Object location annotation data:
----

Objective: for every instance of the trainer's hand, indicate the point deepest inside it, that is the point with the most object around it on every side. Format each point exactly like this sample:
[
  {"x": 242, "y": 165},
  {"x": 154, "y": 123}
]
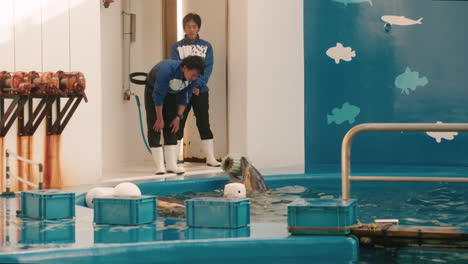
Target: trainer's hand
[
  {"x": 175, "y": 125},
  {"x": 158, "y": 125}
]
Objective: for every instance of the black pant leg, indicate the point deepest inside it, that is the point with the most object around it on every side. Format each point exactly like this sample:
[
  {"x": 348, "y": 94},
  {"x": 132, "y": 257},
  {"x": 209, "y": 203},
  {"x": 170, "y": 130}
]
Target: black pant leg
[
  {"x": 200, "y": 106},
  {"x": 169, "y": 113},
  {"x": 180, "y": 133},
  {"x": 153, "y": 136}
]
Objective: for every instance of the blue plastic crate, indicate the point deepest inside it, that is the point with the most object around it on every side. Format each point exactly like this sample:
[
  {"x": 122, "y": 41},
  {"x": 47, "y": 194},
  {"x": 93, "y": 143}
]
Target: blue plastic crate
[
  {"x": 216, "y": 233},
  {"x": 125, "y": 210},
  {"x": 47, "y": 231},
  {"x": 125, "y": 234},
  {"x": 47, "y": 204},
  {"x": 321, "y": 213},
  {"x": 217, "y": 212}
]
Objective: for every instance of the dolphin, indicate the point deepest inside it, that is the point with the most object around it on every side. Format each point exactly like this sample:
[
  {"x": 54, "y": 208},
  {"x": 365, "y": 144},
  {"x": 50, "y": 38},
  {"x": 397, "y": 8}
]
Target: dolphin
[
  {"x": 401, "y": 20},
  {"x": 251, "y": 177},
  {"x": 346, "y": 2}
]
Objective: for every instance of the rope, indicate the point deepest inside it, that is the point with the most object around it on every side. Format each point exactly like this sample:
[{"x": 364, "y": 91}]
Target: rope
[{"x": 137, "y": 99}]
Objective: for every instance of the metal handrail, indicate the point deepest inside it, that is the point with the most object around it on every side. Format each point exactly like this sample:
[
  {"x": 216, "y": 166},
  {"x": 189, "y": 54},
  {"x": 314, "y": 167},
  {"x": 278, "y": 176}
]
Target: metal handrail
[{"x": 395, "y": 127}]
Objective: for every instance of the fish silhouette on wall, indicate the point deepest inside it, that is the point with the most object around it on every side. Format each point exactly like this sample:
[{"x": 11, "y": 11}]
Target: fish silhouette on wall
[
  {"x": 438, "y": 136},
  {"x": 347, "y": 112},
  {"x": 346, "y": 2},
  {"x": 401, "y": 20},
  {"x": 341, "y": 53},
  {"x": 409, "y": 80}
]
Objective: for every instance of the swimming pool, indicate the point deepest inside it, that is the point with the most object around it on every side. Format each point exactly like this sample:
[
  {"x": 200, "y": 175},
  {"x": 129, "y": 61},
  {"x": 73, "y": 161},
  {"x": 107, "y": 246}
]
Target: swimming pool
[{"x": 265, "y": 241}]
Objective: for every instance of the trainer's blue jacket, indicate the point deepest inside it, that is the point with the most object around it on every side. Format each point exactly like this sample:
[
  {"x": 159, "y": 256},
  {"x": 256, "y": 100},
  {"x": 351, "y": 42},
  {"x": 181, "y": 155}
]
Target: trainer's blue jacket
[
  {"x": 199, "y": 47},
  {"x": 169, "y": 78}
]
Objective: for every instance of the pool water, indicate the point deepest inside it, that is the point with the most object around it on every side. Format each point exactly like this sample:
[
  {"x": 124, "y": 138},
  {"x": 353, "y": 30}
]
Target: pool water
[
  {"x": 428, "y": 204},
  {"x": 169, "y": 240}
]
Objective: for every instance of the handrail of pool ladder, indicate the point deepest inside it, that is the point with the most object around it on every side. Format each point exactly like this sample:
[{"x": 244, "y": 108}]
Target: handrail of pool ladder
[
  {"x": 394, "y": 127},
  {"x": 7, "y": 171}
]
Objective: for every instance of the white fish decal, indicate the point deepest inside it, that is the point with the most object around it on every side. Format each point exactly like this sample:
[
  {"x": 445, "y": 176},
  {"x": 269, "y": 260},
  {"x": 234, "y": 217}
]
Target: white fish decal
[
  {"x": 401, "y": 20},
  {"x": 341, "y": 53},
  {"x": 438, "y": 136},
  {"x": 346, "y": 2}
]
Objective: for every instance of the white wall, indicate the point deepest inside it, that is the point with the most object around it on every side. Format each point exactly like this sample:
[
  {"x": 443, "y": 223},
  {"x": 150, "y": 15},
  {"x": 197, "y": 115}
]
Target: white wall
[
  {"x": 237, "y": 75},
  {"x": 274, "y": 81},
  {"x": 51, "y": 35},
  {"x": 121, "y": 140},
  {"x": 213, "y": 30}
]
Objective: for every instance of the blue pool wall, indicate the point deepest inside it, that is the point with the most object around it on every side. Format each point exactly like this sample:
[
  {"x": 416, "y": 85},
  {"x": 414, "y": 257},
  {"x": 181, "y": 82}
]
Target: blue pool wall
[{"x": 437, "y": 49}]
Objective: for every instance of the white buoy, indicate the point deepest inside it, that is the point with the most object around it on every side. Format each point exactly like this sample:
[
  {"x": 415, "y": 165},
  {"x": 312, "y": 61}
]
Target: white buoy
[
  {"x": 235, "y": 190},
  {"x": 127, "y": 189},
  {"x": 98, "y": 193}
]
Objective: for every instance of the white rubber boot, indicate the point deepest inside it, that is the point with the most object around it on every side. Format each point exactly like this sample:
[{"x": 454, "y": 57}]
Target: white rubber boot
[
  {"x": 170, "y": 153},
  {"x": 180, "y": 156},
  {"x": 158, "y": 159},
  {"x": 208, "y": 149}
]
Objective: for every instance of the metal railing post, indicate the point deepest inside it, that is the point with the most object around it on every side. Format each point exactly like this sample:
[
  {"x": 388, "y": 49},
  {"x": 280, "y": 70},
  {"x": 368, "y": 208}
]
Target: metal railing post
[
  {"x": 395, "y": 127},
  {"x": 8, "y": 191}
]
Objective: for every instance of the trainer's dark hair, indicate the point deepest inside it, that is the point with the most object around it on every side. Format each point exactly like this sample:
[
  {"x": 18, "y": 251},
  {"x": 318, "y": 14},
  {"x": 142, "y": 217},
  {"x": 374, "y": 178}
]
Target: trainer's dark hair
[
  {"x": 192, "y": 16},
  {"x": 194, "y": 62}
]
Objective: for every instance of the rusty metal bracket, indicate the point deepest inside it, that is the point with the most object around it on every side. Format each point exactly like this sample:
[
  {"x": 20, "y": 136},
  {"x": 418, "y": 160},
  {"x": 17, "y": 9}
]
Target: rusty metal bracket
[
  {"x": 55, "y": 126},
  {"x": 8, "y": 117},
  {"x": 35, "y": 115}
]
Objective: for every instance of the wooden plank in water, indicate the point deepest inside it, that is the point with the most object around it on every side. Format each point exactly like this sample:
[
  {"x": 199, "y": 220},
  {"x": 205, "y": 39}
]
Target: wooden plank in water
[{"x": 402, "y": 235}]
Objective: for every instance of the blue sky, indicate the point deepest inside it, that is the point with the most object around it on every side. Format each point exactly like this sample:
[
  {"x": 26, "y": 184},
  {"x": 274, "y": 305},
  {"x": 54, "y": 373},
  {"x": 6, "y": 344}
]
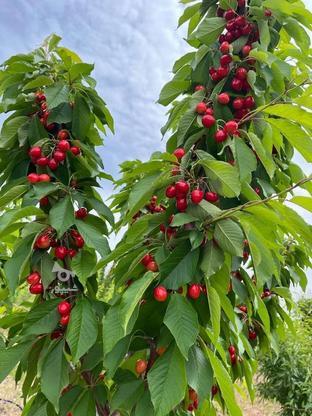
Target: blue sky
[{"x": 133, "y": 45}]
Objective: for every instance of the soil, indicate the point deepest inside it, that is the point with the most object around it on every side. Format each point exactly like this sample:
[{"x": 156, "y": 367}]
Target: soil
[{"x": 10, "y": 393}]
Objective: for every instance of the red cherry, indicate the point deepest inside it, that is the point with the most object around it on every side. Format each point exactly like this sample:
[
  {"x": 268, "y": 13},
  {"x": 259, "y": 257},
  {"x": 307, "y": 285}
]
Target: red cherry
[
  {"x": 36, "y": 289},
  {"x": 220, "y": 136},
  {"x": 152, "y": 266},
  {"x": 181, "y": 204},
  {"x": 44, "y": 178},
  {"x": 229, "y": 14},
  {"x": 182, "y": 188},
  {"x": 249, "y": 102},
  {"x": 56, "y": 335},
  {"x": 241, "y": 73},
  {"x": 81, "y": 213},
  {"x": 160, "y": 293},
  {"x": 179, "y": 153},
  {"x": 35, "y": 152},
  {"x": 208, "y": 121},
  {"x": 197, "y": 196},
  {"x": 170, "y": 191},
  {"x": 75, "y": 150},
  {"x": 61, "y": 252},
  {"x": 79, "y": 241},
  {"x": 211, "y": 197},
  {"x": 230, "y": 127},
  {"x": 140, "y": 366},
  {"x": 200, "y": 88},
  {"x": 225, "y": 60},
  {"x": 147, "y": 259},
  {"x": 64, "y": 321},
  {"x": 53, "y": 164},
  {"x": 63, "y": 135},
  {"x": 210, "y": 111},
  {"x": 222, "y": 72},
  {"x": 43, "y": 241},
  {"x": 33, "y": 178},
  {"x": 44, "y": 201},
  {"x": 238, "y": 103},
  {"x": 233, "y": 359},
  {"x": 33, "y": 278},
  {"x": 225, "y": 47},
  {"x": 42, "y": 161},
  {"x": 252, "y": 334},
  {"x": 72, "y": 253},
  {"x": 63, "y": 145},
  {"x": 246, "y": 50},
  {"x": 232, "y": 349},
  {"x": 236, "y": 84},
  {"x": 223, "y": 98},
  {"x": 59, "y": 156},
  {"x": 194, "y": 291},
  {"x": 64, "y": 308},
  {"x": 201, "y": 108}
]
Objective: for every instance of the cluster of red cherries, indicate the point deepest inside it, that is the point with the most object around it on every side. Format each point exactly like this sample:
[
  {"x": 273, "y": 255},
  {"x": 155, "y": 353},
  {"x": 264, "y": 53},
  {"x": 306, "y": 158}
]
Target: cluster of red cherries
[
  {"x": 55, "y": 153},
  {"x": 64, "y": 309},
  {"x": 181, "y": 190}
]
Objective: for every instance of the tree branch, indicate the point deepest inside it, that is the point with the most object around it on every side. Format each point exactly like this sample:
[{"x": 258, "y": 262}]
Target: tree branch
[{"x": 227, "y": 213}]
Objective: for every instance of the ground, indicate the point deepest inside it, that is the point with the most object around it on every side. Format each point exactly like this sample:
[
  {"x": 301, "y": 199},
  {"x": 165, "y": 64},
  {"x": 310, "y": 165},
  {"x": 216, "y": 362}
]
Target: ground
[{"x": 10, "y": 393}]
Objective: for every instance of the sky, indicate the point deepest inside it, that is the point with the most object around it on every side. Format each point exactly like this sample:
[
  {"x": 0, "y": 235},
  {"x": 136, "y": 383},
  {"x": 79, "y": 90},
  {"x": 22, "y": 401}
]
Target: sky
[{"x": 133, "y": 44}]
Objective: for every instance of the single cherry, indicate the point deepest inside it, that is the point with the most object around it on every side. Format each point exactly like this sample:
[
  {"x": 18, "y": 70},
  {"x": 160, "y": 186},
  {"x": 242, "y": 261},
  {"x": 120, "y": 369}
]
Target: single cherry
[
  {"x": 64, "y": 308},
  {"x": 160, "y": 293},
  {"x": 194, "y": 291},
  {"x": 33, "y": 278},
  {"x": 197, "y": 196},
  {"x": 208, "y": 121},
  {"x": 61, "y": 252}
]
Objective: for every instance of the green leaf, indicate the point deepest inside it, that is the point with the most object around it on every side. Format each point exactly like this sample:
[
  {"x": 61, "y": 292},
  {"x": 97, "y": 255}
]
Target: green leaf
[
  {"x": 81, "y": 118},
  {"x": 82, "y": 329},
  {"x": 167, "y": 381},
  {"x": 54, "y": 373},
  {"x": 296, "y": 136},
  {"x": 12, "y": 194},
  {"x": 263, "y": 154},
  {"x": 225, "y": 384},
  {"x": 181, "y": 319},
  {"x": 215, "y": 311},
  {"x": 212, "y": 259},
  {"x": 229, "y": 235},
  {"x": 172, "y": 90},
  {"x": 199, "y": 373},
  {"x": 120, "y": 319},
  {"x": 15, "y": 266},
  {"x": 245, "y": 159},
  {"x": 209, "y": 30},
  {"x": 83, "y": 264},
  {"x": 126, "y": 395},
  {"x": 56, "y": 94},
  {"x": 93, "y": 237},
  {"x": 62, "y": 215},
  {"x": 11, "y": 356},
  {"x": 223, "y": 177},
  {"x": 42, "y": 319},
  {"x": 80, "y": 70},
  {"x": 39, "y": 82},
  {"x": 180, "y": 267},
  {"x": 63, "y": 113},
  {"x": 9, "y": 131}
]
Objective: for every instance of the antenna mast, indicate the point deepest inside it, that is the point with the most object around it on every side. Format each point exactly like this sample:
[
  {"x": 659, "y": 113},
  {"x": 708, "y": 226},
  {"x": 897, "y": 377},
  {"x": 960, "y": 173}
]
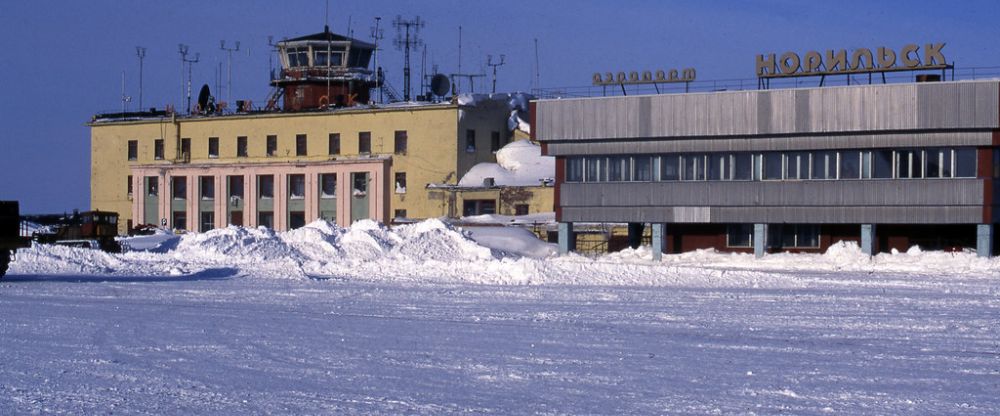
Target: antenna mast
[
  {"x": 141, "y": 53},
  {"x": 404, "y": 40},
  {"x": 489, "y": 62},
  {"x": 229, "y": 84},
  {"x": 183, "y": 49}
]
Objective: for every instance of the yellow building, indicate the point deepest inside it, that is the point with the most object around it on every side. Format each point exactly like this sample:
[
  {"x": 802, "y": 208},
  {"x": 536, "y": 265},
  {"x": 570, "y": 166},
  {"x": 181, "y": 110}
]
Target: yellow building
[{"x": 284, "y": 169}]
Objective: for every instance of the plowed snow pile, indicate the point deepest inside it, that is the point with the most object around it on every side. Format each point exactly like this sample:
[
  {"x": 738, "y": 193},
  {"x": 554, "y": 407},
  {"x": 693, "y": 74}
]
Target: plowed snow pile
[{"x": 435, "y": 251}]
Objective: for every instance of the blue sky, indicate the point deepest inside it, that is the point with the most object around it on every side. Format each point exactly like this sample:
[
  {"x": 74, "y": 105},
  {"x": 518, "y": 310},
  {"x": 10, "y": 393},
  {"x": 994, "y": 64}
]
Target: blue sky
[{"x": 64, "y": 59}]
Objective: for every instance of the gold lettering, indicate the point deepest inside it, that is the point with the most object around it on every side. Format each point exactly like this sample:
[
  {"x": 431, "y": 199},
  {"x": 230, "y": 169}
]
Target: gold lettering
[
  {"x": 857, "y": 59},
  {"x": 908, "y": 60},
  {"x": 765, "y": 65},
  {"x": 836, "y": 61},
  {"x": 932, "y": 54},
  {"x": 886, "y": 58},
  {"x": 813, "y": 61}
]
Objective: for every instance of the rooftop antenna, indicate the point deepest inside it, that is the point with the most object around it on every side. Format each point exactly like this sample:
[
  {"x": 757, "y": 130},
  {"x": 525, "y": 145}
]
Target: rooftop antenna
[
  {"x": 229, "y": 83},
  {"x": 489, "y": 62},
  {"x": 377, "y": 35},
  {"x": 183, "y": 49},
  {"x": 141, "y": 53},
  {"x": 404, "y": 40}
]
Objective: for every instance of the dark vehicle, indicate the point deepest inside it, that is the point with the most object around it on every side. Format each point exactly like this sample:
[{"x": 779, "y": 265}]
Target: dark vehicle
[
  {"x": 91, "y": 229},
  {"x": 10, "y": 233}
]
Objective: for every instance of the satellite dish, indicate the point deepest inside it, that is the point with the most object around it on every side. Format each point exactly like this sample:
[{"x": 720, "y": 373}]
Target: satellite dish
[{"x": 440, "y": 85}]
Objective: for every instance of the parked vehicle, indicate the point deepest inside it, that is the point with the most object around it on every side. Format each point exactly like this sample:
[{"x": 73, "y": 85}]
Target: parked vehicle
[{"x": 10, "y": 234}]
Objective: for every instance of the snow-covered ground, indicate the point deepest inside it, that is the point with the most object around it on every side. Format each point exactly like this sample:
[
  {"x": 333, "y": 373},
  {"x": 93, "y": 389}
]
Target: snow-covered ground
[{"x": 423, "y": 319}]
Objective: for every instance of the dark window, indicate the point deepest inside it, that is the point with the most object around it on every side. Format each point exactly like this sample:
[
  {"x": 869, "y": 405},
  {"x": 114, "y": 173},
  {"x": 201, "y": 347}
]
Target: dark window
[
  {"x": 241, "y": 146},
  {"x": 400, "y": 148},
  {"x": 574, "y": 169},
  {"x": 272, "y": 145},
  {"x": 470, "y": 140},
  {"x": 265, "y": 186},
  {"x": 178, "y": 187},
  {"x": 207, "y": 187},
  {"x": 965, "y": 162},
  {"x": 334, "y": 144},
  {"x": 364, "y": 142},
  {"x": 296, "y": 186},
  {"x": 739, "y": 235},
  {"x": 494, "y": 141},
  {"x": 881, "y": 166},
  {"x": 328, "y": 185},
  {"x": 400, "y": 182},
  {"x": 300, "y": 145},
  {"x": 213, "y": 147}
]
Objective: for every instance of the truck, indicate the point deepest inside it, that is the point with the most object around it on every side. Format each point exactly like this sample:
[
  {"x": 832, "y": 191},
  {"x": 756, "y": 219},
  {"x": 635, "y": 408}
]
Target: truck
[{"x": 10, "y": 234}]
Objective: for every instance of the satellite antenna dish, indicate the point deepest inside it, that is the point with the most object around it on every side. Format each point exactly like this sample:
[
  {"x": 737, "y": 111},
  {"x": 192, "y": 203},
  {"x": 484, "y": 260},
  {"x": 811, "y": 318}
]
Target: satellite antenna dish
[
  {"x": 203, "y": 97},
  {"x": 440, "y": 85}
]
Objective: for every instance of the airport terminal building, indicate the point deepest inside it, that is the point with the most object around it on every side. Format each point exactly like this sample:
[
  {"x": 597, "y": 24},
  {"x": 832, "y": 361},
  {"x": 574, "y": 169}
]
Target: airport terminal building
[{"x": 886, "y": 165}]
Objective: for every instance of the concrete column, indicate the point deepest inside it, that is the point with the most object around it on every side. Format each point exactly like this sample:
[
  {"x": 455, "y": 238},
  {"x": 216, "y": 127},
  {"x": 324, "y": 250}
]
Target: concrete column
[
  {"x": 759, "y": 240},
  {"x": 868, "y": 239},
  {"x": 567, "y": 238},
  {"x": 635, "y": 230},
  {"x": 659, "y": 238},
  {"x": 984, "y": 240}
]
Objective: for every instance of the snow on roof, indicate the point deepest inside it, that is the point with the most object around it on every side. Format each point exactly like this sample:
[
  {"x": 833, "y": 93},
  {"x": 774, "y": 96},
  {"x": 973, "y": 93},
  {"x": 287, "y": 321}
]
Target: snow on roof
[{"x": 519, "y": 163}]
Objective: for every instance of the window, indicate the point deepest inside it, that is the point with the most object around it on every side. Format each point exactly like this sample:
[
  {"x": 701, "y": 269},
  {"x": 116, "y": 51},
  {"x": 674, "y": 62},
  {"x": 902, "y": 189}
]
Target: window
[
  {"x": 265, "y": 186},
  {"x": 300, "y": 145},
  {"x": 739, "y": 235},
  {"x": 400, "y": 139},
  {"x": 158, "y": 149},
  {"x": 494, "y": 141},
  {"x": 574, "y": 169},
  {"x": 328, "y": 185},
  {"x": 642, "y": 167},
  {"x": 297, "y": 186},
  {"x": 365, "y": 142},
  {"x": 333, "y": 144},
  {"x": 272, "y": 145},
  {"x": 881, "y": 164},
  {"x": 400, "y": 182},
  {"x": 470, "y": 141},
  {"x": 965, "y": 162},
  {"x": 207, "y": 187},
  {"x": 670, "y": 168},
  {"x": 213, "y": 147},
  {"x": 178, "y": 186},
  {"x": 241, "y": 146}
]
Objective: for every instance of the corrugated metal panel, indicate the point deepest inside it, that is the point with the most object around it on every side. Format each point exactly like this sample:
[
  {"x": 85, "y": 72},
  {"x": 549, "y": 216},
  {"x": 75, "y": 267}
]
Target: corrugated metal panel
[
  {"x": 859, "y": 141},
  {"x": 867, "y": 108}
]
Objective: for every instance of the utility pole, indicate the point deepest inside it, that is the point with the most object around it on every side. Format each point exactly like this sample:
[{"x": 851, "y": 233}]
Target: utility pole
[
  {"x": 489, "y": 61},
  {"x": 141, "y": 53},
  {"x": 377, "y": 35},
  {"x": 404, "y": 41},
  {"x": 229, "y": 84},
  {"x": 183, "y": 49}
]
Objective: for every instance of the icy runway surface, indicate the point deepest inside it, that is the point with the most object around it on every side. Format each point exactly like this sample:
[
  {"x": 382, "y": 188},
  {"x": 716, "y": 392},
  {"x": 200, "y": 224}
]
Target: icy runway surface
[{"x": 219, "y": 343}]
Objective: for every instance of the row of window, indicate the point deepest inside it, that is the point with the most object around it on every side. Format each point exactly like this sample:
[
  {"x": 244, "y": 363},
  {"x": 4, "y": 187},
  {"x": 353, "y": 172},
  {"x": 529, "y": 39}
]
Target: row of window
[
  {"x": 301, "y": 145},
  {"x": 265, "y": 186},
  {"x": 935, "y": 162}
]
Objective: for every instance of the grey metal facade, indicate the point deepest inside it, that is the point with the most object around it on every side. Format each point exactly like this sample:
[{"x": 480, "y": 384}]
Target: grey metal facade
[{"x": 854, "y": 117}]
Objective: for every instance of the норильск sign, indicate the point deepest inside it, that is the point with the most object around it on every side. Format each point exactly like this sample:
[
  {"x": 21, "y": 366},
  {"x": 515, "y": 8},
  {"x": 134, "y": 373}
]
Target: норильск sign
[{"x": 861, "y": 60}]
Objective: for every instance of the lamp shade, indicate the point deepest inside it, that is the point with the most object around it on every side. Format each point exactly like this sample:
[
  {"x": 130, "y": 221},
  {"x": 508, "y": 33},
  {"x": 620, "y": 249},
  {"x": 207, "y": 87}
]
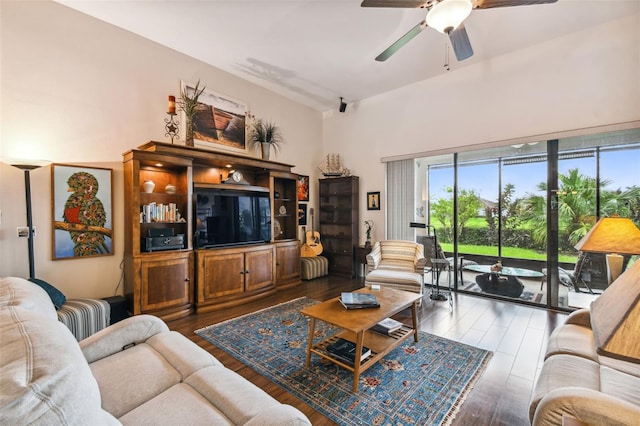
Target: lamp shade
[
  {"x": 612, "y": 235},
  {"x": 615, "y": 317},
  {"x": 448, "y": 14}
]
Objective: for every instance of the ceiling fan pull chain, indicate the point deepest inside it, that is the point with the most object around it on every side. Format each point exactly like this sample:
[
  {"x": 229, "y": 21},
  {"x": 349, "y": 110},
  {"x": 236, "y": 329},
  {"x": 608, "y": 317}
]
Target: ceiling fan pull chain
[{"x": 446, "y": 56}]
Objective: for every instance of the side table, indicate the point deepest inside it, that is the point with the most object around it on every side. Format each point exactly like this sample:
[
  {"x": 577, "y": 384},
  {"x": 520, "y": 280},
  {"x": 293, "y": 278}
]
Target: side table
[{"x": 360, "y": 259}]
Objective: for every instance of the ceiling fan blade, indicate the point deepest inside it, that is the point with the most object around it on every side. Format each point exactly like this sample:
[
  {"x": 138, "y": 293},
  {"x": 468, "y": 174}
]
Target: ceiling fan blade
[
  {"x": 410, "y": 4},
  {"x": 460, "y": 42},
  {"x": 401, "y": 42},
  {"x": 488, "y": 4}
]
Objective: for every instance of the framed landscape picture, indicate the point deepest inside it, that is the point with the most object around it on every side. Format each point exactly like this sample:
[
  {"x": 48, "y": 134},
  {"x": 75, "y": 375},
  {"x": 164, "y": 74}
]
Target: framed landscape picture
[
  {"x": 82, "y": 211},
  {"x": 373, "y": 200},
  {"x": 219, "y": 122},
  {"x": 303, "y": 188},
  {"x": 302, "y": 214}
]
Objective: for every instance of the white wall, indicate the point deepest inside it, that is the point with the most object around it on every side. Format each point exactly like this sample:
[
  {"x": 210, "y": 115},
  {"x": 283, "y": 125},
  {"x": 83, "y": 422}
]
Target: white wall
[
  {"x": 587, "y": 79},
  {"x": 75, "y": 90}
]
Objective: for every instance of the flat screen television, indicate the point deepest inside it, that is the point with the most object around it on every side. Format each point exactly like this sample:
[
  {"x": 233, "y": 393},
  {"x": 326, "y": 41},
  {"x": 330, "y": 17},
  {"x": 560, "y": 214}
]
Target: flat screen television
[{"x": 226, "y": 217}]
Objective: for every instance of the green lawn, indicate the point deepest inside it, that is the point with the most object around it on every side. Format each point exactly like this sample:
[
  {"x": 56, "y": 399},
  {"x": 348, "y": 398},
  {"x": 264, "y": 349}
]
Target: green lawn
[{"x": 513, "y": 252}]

----

_Exercise instructions_: Extract every line from the one with "Objective: for every instance of the framed" down to the final line above, both included, exactly as written.

_Solution to the problem_:
Objective: for every instance of the framed landscape picture, indicate the point deepest inside it, that is the point with the most object around it on every side. Format each point exactly like this sample:
[
  {"x": 48, "y": 134},
  {"x": 75, "y": 375},
  {"x": 164, "y": 74}
]
Target: framed landscape picture
[
  {"x": 82, "y": 211},
  {"x": 373, "y": 200},
  {"x": 219, "y": 122},
  {"x": 303, "y": 188},
  {"x": 302, "y": 214}
]
Objective: for every instance of the white wall, indicate the point deepest inside it, that is the point with the most object around it on every side. Format each point exactly like this sample:
[
  {"x": 210, "y": 115},
  {"x": 283, "y": 125},
  {"x": 83, "y": 422}
]
Target: white wall
[
  {"x": 587, "y": 79},
  {"x": 75, "y": 90}
]
Objective: for every instance of the flat screen television, indicate the point deepest inside it, that is the point with the most object around it on every side. Format each point exactly like this sample:
[
  {"x": 233, "y": 393},
  {"x": 326, "y": 41},
  {"x": 330, "y": 17},
  {"x": 560, "y": 214}
]
Target: flat screen television
[{"x": 226, "y": 217}]
Objective: for every instance of the green lawn, indicate the point deepest inside it, that is the point with the most object around it on every side. Format each point exactly like this sample:
[
  {"x": 56, "y": 399},
  {"x": 348, "y": 398},
  {"x": 264, "y": 349}
]
Target: green lawn
[{"x": 513, "y": 252}]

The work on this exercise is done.